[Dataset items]
+===+
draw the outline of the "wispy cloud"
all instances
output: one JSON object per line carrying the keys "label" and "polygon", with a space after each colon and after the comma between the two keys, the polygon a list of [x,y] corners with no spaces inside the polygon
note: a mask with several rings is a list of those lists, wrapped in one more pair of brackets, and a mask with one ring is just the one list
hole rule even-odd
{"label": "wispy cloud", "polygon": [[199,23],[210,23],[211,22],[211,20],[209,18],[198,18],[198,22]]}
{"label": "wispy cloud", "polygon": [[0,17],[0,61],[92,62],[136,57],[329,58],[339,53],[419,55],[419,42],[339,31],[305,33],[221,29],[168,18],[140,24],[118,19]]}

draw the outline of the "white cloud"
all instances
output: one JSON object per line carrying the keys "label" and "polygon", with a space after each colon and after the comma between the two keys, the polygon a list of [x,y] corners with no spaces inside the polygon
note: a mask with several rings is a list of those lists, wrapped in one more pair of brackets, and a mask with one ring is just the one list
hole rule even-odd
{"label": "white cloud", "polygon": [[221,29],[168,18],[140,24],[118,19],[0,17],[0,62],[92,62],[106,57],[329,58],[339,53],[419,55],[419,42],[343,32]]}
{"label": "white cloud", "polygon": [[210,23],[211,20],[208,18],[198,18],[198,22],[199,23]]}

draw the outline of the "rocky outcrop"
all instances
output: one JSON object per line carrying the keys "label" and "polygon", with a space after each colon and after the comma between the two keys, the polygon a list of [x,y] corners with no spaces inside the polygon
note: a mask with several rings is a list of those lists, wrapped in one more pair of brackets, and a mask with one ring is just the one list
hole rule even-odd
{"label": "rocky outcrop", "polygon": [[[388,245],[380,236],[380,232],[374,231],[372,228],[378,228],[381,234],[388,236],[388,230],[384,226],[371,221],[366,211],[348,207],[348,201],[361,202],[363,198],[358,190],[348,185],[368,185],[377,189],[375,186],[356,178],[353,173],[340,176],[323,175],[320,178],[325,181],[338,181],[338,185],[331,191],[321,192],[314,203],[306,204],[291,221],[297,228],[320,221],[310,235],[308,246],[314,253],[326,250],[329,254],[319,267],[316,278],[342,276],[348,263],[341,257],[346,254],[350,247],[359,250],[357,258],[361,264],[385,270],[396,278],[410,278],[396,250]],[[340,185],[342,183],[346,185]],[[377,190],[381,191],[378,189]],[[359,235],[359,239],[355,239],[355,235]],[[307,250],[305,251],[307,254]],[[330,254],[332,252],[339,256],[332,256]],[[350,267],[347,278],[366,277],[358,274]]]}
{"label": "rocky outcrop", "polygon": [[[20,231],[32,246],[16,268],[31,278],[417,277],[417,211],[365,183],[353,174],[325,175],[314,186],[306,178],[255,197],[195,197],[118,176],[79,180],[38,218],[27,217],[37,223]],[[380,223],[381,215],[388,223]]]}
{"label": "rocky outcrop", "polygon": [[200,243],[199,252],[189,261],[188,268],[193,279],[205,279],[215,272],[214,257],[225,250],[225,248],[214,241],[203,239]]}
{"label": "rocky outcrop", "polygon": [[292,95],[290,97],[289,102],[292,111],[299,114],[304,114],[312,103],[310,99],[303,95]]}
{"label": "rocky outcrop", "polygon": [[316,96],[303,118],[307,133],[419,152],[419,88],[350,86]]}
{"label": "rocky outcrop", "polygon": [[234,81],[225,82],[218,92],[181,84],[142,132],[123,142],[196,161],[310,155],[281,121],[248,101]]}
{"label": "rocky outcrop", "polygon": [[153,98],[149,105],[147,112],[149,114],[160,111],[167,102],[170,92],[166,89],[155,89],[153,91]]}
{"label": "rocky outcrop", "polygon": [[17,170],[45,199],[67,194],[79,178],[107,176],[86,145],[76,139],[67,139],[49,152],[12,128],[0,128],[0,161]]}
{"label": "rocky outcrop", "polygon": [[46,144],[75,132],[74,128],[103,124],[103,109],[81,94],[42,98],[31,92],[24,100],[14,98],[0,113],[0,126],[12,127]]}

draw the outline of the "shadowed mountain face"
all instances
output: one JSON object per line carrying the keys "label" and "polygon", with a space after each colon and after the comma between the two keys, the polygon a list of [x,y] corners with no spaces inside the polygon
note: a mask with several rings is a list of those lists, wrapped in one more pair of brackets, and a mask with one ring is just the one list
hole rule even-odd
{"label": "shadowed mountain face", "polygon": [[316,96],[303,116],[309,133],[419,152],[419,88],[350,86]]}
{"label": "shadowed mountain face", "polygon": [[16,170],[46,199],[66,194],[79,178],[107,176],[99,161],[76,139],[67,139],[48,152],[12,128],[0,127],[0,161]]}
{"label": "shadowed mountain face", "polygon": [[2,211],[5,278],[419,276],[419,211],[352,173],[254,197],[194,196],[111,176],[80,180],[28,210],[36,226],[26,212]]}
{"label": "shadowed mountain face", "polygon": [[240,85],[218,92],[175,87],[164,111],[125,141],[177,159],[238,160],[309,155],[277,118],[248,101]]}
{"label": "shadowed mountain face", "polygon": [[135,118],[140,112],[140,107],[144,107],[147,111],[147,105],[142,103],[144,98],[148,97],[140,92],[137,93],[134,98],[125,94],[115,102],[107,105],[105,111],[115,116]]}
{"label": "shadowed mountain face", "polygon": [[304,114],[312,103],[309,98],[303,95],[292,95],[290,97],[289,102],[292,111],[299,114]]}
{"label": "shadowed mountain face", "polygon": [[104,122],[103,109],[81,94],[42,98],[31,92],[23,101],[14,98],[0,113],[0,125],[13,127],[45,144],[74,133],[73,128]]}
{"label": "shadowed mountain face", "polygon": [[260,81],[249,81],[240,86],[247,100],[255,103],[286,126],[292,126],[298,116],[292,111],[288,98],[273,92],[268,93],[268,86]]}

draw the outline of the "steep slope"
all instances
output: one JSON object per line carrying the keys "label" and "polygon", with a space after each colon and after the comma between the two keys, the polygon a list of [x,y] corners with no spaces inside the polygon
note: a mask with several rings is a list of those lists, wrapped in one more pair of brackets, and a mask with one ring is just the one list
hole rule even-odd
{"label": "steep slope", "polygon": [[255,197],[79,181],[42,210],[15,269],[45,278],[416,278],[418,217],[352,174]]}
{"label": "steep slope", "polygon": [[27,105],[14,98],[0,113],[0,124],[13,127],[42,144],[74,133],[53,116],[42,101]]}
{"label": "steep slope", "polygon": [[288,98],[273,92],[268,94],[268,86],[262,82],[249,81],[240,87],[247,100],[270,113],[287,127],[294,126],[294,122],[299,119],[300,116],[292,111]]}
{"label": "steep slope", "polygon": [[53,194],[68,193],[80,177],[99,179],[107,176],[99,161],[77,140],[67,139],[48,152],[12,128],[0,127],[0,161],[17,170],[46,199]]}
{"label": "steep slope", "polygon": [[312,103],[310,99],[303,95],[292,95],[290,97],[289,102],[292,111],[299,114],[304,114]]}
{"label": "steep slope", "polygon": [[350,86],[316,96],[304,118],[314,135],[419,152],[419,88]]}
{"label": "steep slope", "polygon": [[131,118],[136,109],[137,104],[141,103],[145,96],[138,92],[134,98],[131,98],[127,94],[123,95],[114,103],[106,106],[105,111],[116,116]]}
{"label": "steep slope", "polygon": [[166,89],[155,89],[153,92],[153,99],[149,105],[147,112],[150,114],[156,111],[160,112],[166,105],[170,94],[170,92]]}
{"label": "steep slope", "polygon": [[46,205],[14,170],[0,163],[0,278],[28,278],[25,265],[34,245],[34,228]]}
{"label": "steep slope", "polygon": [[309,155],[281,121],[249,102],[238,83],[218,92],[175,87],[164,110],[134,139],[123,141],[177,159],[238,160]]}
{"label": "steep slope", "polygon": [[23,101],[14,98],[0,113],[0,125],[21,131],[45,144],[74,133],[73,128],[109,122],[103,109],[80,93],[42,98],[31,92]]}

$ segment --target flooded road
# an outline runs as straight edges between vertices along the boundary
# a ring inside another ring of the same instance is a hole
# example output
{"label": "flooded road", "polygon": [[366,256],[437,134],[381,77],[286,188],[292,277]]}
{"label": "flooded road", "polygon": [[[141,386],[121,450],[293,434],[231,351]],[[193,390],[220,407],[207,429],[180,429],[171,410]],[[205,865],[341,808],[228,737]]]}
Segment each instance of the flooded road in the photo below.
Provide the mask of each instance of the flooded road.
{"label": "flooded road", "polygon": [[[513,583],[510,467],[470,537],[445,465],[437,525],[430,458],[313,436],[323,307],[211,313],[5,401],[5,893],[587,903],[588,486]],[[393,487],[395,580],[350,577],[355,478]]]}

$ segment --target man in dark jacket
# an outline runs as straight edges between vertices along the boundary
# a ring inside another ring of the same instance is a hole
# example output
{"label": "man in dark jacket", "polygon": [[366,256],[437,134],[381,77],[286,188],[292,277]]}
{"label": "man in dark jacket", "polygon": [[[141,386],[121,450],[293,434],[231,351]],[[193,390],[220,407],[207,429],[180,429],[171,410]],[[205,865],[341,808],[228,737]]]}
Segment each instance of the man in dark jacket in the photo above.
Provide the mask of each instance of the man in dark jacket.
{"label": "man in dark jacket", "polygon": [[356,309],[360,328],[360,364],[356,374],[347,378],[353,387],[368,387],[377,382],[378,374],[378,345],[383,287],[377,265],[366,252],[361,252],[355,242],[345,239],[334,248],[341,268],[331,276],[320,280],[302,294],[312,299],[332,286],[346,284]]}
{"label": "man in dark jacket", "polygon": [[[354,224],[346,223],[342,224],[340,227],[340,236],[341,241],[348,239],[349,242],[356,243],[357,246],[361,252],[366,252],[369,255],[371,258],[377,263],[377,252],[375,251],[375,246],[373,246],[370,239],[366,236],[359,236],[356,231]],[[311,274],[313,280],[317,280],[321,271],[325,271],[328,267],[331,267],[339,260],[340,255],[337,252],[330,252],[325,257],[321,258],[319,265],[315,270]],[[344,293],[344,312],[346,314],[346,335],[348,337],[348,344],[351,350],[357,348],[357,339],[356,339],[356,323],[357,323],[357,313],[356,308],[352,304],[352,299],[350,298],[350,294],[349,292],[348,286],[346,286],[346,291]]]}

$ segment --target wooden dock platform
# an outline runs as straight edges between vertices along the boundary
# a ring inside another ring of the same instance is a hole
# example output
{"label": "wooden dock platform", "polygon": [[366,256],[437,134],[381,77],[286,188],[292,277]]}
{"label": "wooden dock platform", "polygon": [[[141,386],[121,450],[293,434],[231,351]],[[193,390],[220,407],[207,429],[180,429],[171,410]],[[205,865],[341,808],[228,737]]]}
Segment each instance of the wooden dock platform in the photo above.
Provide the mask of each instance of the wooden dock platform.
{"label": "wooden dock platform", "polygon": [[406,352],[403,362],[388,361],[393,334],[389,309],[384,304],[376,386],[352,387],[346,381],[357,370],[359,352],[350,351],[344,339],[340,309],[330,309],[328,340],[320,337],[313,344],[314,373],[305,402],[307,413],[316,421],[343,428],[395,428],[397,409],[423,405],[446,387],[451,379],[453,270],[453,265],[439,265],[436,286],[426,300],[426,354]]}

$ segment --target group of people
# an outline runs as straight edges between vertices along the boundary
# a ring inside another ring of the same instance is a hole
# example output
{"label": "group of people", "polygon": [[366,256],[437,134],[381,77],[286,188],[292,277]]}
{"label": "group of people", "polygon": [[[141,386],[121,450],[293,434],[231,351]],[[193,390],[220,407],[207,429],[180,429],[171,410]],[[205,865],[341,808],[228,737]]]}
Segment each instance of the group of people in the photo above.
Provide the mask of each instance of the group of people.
+===+
What the task asks: Count the lines in the entries above that contain the string "dark", where uppercase and lowercase count as different. Reply with the number alone.

Exercise answer: 7